Stored dataset items:
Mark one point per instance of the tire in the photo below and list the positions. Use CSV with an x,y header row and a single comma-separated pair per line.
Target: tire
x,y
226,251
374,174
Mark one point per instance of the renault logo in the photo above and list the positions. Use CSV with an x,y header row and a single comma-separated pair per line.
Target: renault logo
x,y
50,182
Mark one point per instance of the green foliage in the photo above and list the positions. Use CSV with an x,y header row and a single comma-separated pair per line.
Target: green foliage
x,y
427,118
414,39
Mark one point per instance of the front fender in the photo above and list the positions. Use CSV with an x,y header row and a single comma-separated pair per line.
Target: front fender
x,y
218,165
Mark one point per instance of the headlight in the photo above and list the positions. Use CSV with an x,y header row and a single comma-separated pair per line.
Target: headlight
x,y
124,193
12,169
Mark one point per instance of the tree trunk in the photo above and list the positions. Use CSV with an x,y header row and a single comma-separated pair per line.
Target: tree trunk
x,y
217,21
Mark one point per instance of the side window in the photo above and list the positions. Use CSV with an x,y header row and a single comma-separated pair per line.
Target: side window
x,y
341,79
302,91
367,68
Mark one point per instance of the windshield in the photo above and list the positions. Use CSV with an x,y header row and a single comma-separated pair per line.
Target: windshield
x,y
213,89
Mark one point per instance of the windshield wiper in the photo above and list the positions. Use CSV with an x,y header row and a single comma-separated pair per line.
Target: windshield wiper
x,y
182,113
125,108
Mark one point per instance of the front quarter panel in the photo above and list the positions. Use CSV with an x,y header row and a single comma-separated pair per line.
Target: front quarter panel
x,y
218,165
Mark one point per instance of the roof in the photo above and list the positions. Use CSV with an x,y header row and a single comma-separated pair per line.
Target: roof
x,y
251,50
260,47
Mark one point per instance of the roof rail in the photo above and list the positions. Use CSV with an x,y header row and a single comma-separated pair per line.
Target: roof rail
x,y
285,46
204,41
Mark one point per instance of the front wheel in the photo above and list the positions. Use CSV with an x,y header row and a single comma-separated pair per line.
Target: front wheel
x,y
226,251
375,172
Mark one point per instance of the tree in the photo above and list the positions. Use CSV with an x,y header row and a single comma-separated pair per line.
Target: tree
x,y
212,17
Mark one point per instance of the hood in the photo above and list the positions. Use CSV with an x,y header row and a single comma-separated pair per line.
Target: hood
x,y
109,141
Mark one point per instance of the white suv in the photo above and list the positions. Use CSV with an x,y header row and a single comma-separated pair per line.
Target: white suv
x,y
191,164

ACTIVITY – Each record above is to be reproduced verbatim.

PROBLEM SOLUTION –
Mark one point per instance of the tire in the photo below and list the positions. Use CSV with an x,y header row and a single comma-separated pair per line.
Target: tire
x,y
226,251
374,174
Mark one point per instance of the renault logo in the photo above and list the positions. Use CSV with an x,y header row and a single comma-separated pair per line.
Target: renault logo
x,y
50,182
Mark one point per instance of the green foliage in the photo above and list the positions. Use CSV with an x,y header row and a single comma-separated pair per line.
Target: green foliage
x,y
427,118
414,39
Mark one point per instance of the front fender in the photo above and list the positions. Use CSV with an x,y header row and a single comma-separated pair per line.
Target: front fender
x,y
218,165
Mark one point per instance of the headlight in the photo above and list the positions. Use CSV with an x,y header row and a single comma-separated pair per line.
Target: headlight
x,y
124,193
12,169
Mark one point per instance of the tree trunk in the photo above and list the positions. Use CSV with an x,y header row and a single comma-separated pair per line.
Target: tree trunk
x,y
217,21
Mark one point per instance of the side window in the photo above and list the positions. Use CSV with an x,y header row and a single comma-separated pair per line.
Target: side window
x,y
341,79
302,91
367,68
Mark one point per instance of the windshield in the photo above and list the positions. Use CSV with an x,y header row and a single comma-separated pair per line.
Target: windshield
x,y
213,89
Mark one point per instance of the windshield wiper in the photo above and list the positions. Use CSV with an x,y header row and a single comma-separated pair per line.
Target: windshield wiper
x,y
182,113
125,108
Mark one point per instance of the front quarter panel in the photo above and list the positions. Use CSV with an x,y header row and a single comma-separated pair per line.
Target: front quarter panel
x,y
218,165
Mark one point per instance of the roof in the photo above and list the positions. Use CSV with an x,y header row and a single comma-separated pair per line.
Target: roof
x,y
251,50
260,47
Mark one point per instance of the roof rail in the photo above and list the positions. Use CSV with an x,y header row and a single comma-separated pair per line.
Target: roof rail
x,y
285,46
204,41
Mark one point per instance of the front wheel in the photo above and list the positions. Use CSV with an x,y header row and a single comma-separated pair per line.
Target: front wheel
x,y
226,251
375,172
Mark one point per instance of the tree in the photo above and list the positions. Use CSV with an x,y header row and a single comma-separated pair per line.
Target: tree
x,y
212,17
Mark one point per instance of the hood in the photo above and list the positions. Use CSV with an x,y header row and a single comma-separated pair per line.
Target: hood
x,y
109,141
Mark one point per instance of the white suv in the photo above and list the positions. Use CSV with an x,y header row and a single comma-separated pair per line.
Target: white suv
x,y
191,164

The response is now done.